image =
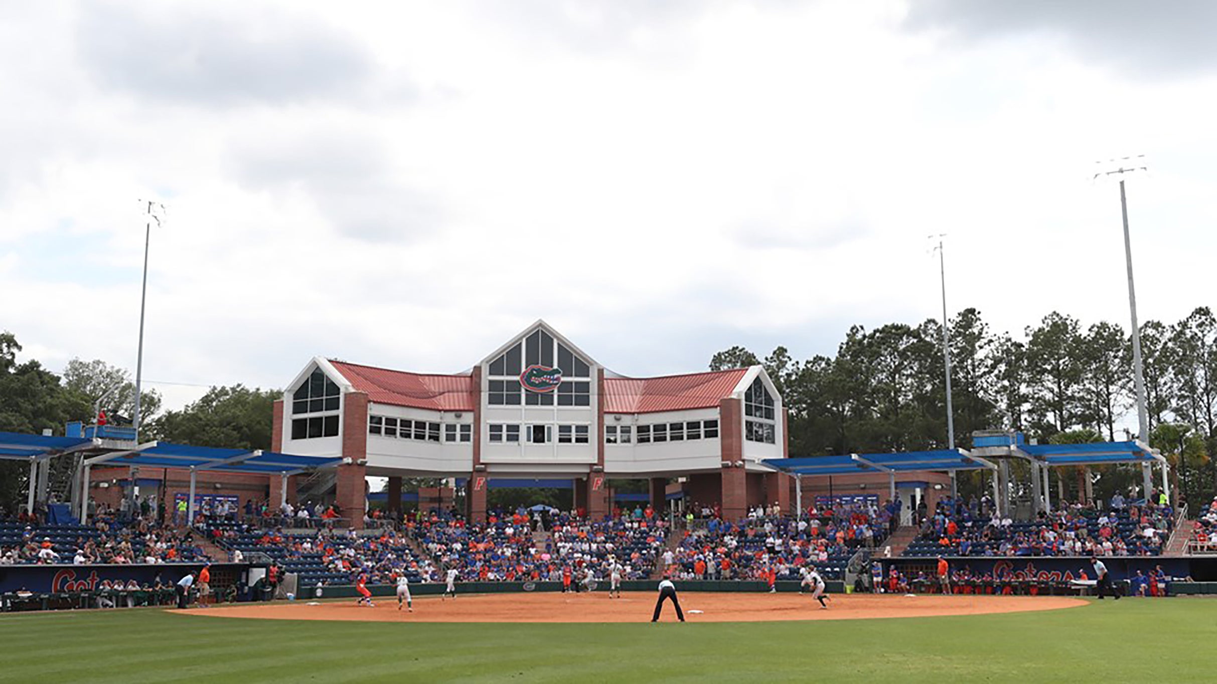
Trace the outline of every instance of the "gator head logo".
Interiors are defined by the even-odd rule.
[[[520,384],[531,392],[551,392],[562,384],[562,369],[529,366],[520,374]]]

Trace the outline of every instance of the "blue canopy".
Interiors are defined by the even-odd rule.
[[[1019,445],[1019,450],[1048,465],[1101,465],[1104,463],[1144,463],[1162,460],[1146,445],[1125,442],[1087,442],[1081,445]]]
[[[992,468],[964,450],[851,453],[809,458],[767,458],[764,464],[798,475],[852,475],[858,473],[908,473],[918,470],[976,470]]]
[[[43,460],[61,453],[80,451],[94,446],[92,440],[79,437],[46,437],[23,433],[0,433],[0,458]]]
[[[262,450],[196,447],[170,442],[148,442],[129,451],[113,451],[85,460],[86,465],[134,465],[178,468],[219,473],[295,475],[316,468],[332,468],[342,458],[297,456]]]

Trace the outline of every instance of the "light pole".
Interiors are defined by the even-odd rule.
[[[1132,241],[1128,237],[1128,198],[1125,194],[1125,179],[1123,174],[1131,174],[1133,171],[1144,171],[1145,166],[1125,166],[1125,162],[1133,159],[1134,163],[1140,163],[1144,156],[1138,156],[1135,158],[1125,157],[1121,159],[1120,165],[1111,171],[1103,171],[1095,174],[1095,177],[1120,175],[1120,216],[1125,224],[1125,266],[1128,270],[1128,315],[1132,318],[1132,340],[1133,340],[1133,385],[1137,390],[1137,428],[1138,436],[1142,443],[1149,446],[1149,411],[1145,408],[1145,371],[1142,364],[1142,351],[1140,351],[1140,327],[1137,324],[1137,289],[1133,287],[1133,248]],[[1165,468],[1165,467],[1163,467]],[[1152,474],[1150,473],[1149,462],[1142,463],[1142,484],[1145,487],[1145,498],[1149,499],[1150,490],[1154,488]]]
[[[948,332],[949,321],[947,318],[947,258],[942,249],[942,238],[946,233],[940,233],[937,236],[930,236],[931,238],[938,238],[938,279],[942,283],[942,363],[946,369],[947,375],[947,448],[954,451],[955,448],[955,412],[950,402],[950,334]],[[959,481],[955,479],[955,471],[950,471],[950,498],[959,497]]]
[[[140,289],[140,344],[135,356],[135,411],[131,413],[131,426],[135,429],[135,441],[140,441],[140,392],[144,380],[144,309],[148,296],[148,243],[152,239],[152,221],[161,225],[161,217],[153,211],[153,207],[159,207],[164,211],[164,204],[152,200],[141,200],[147,204],[147,219],[144,221],[144,284]]]

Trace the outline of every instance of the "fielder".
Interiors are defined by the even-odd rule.
[[[621,564],[616,556],[608,558],[608,598],[621,598]]]
[[[368,583],[368,576],[360,573],[359,580],[355,581],[355,590],[359,592],[359,600],[355,601],[355,605],[366,605],[376,607],[376,604],[372,603],[372,593],[369,592],[368,587],[364,586],[366,583]]]
[[[824,594],[824,578],[820,577],[819,571],[814,567],[803,567],[802,573],[803,581],[800,584],[800,588],[803,588],[804,586],[811,587],[812,598],[820,601],[820,610],[828,610],[829,606],[824,603],[824,599],[828,598]]]
[[[405,578],[405,573],[397,576],[397,610],[402,610],[403,599],[405,607],[414,612],[414,601],[410,599],[410,581]]]

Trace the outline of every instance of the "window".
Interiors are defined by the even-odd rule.
[[[310,440],[338,436],[337,411],[341,400],[342,390],[338,389],[338,385],[327,378],[320,368],[314,368],[308,379],[292,392],[292,416],[327,412],[333,412],[333,414],[292,419],[292,439]],[[372,425],[369,424],[369,431],[371,428]]]
[[[651,442],[651,426],[639,425],[638,426],[638,443],[645,445]]]
[[[548,445],[550,442],[550,426],[549,425],[528,425],[528,443],[532,445]]]
[[[563,381],[553,392],[527,391],[520,386],[520,374],[528,366],[559,368]],[[490,406],[591,406],[591,366],[545,330],[533,330],[490,361],[487,378]]]
[[[701,439],[701,420],[690,420],[685,423],[685,439],[686,440]]]
[[[337,411],[342,390],[320,368],[314,368],[308,380],[292,394],[292,414]]]
[[[493,406],[520,406],[520,379],[490,380],[487,401]]]
[[[774,401],[761,378],[744,392],[744,439],[753,442],[774,443]]]
[[[669,442],[683,442],[684,441],[684,423],[669,423],[668,424],[668,441]]]
[[[566,383],[562,383],[562,384],[565,385]],[[520,388],[518,383],[516,383],[516,388],[522,390],[522,388]],[[529,391],[525,391],[525,405],[526,406],[554,406],[554,392],[529,392]]]
[[[761,378],[752,381],[752,385],[744,392],[744,414],[752,418],[773,420],[773,395],[765,389]]]
[[[338,436],[338,417],[336,414],[313,416],[312,418],[296,418],[292,420],[293,440],[336,436]]]
[[[584,380],[562,380],[557,386],[559,406],[591,406],[591,383]]]

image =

····················

Pick out every line in the rows above that contains the string "instance", and copy each such line.

Trace the outline of every instance of the "gator head logo".
Trace the outline of every instance of the "blue canopy".
Trace the outline of every instance of the "light pole".
Trace the outline of every instance of the "fielder".
Trace the outline of every instance of the "window".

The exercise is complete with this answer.